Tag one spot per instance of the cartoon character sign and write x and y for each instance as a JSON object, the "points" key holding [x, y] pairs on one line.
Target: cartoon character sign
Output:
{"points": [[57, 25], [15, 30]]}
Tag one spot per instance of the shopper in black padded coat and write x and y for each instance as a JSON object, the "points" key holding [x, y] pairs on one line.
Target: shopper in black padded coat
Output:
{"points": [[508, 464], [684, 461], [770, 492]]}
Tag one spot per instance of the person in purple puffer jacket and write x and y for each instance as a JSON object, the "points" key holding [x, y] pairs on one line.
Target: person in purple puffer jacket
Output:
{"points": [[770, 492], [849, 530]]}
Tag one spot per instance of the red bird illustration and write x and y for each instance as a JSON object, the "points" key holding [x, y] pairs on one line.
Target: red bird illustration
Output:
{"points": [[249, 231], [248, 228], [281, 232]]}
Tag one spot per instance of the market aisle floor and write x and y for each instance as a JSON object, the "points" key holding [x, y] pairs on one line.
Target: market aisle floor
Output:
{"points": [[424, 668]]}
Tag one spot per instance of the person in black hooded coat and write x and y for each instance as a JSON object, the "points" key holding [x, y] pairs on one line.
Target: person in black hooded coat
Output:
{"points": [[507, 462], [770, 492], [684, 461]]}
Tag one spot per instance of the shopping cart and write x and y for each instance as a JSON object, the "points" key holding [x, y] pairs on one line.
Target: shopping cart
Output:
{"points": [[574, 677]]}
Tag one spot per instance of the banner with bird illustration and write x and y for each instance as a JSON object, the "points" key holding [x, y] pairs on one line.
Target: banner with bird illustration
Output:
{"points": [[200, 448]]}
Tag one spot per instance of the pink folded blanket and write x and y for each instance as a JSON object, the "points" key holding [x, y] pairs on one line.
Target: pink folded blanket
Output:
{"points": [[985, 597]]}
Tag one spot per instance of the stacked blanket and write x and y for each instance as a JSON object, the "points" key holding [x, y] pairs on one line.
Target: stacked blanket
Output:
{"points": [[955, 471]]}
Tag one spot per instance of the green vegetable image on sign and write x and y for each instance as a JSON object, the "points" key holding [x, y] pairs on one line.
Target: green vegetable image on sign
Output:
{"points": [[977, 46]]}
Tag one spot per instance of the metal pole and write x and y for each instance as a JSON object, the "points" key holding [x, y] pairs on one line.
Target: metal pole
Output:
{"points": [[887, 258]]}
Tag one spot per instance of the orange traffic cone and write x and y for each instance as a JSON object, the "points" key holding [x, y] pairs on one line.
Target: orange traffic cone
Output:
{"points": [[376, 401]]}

— BRIEF —
Transcribe each line above exactly; skip none.

— RESPONSE AREA —
Tag one spot per instance of the cartoon character sign and write x and y for each instance as a JSON object, the "points" key holding [x, y] pairs on one line.
Target: cartoon character sign
Output:
{"points": [[57, 25], [15, 30]]}
Tag one spot per instance of the shopper in black padded coat and write x and y for each instance as a JSON object, the "points" key holding [x, y] pairs on one line.
Target: shopper in black padded coat
Output:
{"points": [[508, 464], [684, 461], [770, 492]]}
Tag one spot per instance of the person in purple puffer jacket and write x and y for each instance as a JSON object, the "points" key holding [x, y] pairs on one line.
Target: person in purple puffer jacket
Output:
{"points": [[770, 492], [849, 530]]}
Tag one spot per instance of the red bird illustration and write x and y for each instance as a JSON object, the "points" key holding [x, y] pairs on one line.
Target: red bird illustration
Output:
{"points": [[249, 231], [248, 228], [281, 232]]}
Tag one spot per instance of the market aisle floor and write x and y for each instance as a JSON object, the "points" key holding [x, y] pairs on one line.
Target: market aisle floor
Output:
{"points": [[424, 668]]}
Tag one spot per instance of the person in black hooded coat and write x and y for each instance as a JSON object, the "points" key holding [x, y] pairs on one line.
Target: person in black hooded coat
Output:
{"points": [[507, 462], [770, 492], [684, 461]]}
Tag one spot per instance of the shopping cart and write x and y for each instance as a JSON object, the "points" key holding [x, y] pairs on one line.
Target: shopping cart
Output:
{"points": [[574, 677]]}
Tag one spot per instance of the banner with bird illustration and write x and y for each instance as a JSON object, the "points" key holding [x, y] pairs on one line.
Target: banner with bird illustration
Output:
{"points": [[200, 448]]}
Tag one spot per instance of the pink folded blanket and write x and y for each instance as a JSON object, the "points" key holding [x, y] pairs on one line.
Target: pink folded blanket
Output:
{"points": [[985, 597]]}
Tag one spot per instance of the stacked blanket and write x and y for each instance as a JSON object, the "points" key holding [x, y] pairs on one line.
Target: stacked blanket
Output:
{"points": [[955, 471]]}
Tag one spot per instance of the green vegetable image on sign and write x and y for each instance as a JSON object, the "points" key holding [x, y] pairs on one line.
Target: green vegetable image on sign
Output:
{"points": [[977, 46]]}
Tag one spot per instance of the metal pole and write x and y for each instance as a JSON object, the "points" key holding [x, y] pairs on one line.
Target: metal pole
Output:
{"points": [[887, 258]]}
Tag one spot per instance of the orange traffic cone and write x and y for each instance as a JSON object, the "points" key holding [x, y] pairs on one line.
Target: orange traffic cone
Output:
{"points": [[376, 401]]}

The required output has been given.